Short problem: Reproduce the rows below verbatim, everything from the line containing "For the evaluation set, locate the white" down to the line containing "Target: yellow building", with both of those lines included.

Supplied entries:
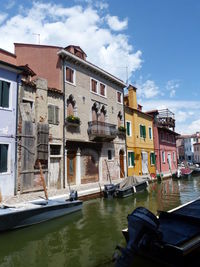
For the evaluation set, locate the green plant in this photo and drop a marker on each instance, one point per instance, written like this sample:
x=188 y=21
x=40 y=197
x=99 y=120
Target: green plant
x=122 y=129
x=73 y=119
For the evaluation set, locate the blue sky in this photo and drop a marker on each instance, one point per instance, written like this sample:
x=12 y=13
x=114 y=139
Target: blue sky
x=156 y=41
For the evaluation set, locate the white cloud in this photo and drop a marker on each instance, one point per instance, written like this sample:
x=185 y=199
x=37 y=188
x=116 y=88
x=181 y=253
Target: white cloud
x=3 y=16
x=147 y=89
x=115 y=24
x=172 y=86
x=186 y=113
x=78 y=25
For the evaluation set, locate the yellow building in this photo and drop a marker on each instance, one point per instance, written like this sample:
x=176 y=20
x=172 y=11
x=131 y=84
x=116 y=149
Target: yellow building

...

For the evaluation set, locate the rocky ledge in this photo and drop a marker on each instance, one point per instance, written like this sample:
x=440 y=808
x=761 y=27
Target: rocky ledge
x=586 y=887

The response:
For the evaluation set, locate the white cloud in this photo and drop a marker on each instance, one point per instance, written like this sample:
x=185 y=199
x=37 y=188
x=116 y=88
x=181 y=253
Target: white cloud
x=3 y=16
x=147 y=89
x=115 y=24
x=172 y=86
x=186 y=113
x=78 y=25
For the evaluation set, locate the yellow building in this photo and drop a marker on each instance, one point per instance, written like this sample:
x=176 y=20
x=172 y=11
x=131 y=84
x=116 y=149
Target: yellow building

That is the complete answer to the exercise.